Görev Tanımı 1: Lütfen kayıtlarda "mask" dizesini içeren satırları sayın ve yalnızca bu sayıyı verin; büyük-küçük harf ayrımı dikkate alınır.

Undertake: Undertake kelimesi, “bir şeyi üstlenmek” anlamına gelir. Örneğin, “He undertook to build a new house.” (Yeni bir ev inşa etmeyi üstlendi.) cümlesinde undertake kelimesi kullanılmıştır.

Try kelimesinin eş anlamlı kullanımları, cümlenin anlamını ve tonunu değiştirmek için kullanılabilir. Örneğin, “I tried to call you, but your phone was off.” (Seni aramaya çalıştım ama telefonun kapalıydı.) cümlesinde try kelimesi kullanılırken, “I attempted to call you, but your phone was off.” (Seni aramaya çalıştım ama telefonun kapalıydı.) cümlesinde attempt kelimesi tercih edilmiştir. Bu iki cümlenin anlamları aynı olsa da, attempt kelimesinin kullanılması cümlenin daha resmi bir ton vermesini sağlar.

Try kelimesinin eş anlamlı kullanımlarını bilmek, İngilizceyi daha iyi anlamanıza ve kullanmanıza yardımcı olacaktır.

Try ile İlgili İngilizce Cümleler

Try kelimesinin en yaygın kullanımı, bir şeyi yapmayı veya başarmayı denemek anlamına gelir. Örneğin:

• I’m trying to learn how to play the guitar. (Gitar çalmayı öğrenmeye çalışıyorum.)
• He tried to climb the mountain, but he gave up. (Dağı tırmanmaya çalıştı ama pes etti.)
• I’ll try to finish this project by tomorrow. (Bu projeyi yarın bitirmeye çalışacağım.)

Görev Tanımı 2:
Yukarıdaki okuma parçasına göre aşağıdaki soruları yanıtlayın:
(a) Undertake kelimesi ne anlama gelir?
(b) Attempt kelimesinin kullanılması cümleye nasıl bir ton verir?
(c) Try kelimesinin en yaygın kullanımı ne anlama gelir?

Eldeki Veriler:

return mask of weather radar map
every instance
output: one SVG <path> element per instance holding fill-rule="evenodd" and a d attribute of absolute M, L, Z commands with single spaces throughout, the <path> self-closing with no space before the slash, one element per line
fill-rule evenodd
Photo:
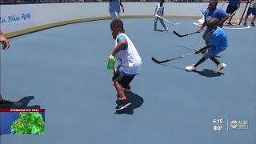
<path fill-rule="evenodd" d="M 0 134 L 44 134 L 45 109 L 0 109 Z"/>

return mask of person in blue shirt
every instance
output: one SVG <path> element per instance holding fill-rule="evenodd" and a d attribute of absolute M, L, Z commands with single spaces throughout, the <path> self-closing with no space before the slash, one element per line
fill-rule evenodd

Görev Yanıtı 1: 2

Görev Yanıtı 2:
(a) Bir şeyi üstlenmek.
(b) Daha resmi bir ton.
(c) Bir şeyi yapmayı veya başarmayı denemek.